Task details
The result should be every line of the listing that contains "point".

Recorded information
>>

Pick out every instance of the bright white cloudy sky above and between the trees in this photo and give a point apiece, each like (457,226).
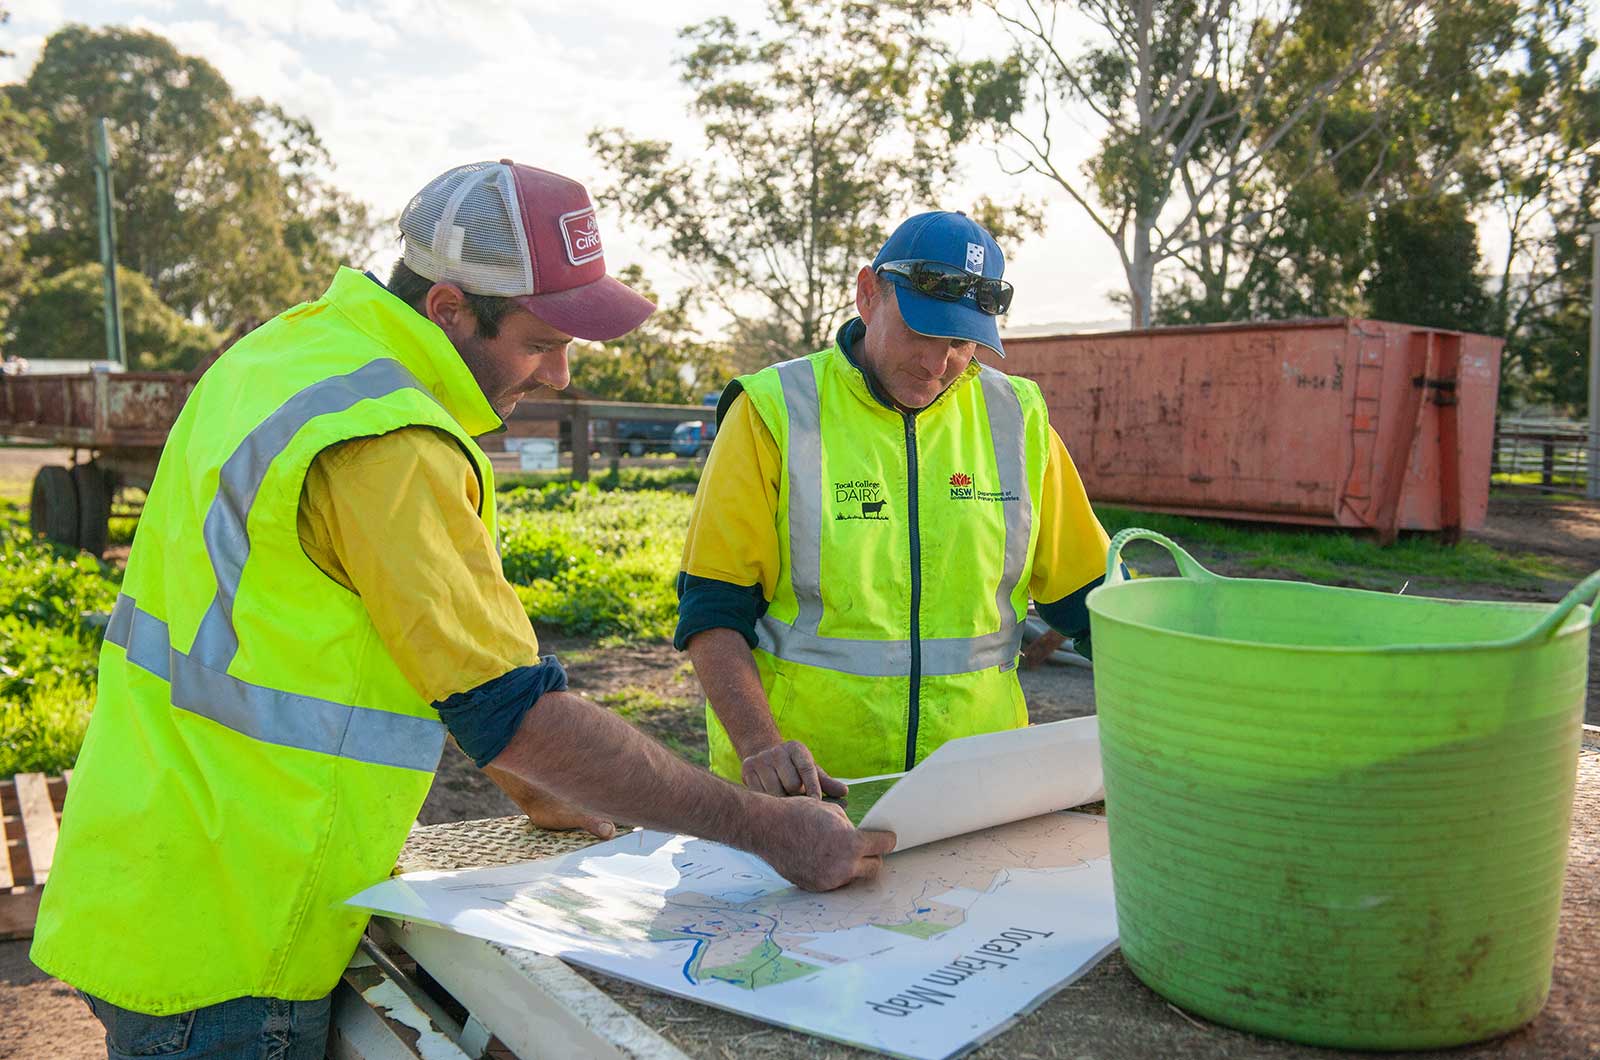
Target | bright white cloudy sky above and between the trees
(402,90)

<<
>>

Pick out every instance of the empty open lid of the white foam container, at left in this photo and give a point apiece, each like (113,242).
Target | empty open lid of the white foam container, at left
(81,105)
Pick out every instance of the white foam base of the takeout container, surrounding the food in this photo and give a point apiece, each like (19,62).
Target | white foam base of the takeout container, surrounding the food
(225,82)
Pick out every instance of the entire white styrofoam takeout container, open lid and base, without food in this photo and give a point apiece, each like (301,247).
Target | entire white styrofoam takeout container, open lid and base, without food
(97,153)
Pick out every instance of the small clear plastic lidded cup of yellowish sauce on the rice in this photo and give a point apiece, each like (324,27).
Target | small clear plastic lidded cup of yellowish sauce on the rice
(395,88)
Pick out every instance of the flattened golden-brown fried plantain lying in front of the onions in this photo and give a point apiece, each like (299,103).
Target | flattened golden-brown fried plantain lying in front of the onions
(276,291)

<<

Result below
Pick out every instance of the bright white cloudy sky above and between the trees in this photo and give a point apiece, each like (457,226).
Pick out every instance of the empty open lid of the white foam container, at left in this photo and give a point apiece, each like (113,242).
Pick out every instance of the white foam base of the takeout container, surrounding the food in this photo and give a point apiece, each like (19,62).
Pick out every instance of the entire white styrofoam takeout container, open lid and base, without food in this photo and give a point apiece, each like (301,247).
Pick out every instance of the small clear plastic lidded cup of yellowish sauce on the rice in this photo and give a point apiece, each like (324,27).
Pick out every instance of the flattened golden-brown fried plantain lying in front of the onions in this photo and give a point apiece, each like (299,103).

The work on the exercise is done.